> ABOUT THIS EXERCISE
The full listing, excluding its pictures, should be printed exactly as it stands.

> AVAILABLE DATA
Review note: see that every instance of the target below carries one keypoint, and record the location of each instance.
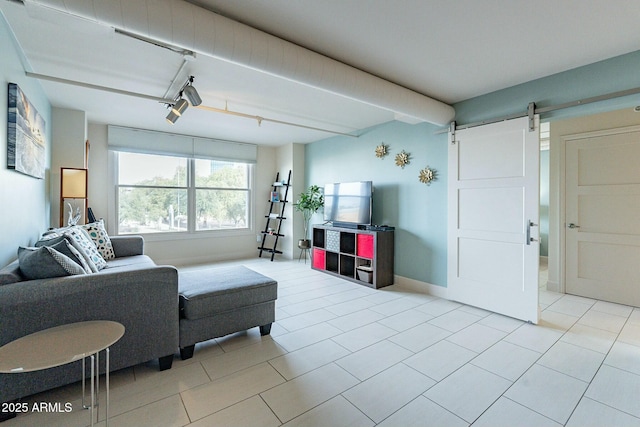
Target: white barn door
(602, 210)
(493, 233)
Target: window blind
(168, 144)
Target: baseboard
(553, 286)
(422, 287)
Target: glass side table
(65, 344)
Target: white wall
(24, 214)
(69, 133)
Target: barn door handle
(529, 238)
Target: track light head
(192, 95)
(179, 107)
(172, 117)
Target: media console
(362, 256)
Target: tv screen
(348, 202)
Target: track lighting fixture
(180, 107)
(181, 104)
(192, 95)
(172, 117)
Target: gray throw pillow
(45, 262)
(62, 245)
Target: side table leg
(84, 371)
(93, 390)
(97, 386)
(107, 385)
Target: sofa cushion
(45, 262)
(206, 292)
(141, 261)
(11, 274)
(100, 238)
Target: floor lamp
(73, 187)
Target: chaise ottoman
(216, 302)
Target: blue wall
(25, 213)
(419, 212)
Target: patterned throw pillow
(81, 241)
(46, 262)
(62, 244)
(99, 235)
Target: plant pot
(304, 243)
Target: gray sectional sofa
(132, 290)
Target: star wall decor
(427, 175)
(403, 159)
(382, 150)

> ANSWER FOR THIS EXERCISE
Review note: see that every instance of the target below carries one keypoint, and record the location of each instance.
Target: white barn door
(602, 210)
(493, 233)
Target: window blind
(168, 144)
Target: baseboard
(553, 286)
(422, 287)
Target: glass side table
(65, 344)
Target: white wall
(24, 214)
(69, 133)
Target: barn door handle
(529, 238)
Target: track light head
(192, 95)
(179, 107)
(172, 117)
Target: media console
(362, 256)
Target: tv screen
(348, 202)
Target: track lighting fixture
(180, 107)
(181, 104)
(192, 95)
(172, 117)
Target: gray throw pillow
(45, 262)
(62, 245)
Target: side table leg
(84, 371)
(93, 390)
(97, 386)
(107, 385)
Target: sofa cushion
(45, 262)
(206, 292)
(141, 261)
(11, 274)
(100, 238)
Target: floor lamp
(73, 187)
Target: chaise ottoman
(216, 302)
Target: blue wall
(25, 213)
(419, 212)
Target: patterned throw pillow
(81, 241)
(46, 262)
(62, 244)
(99, 235)
Target: plant pot
(304, 243)
Target: gray sectional sofa
(132, 290)
Target: star wall decor
(427, 175)
(403, 159)
(382, 150)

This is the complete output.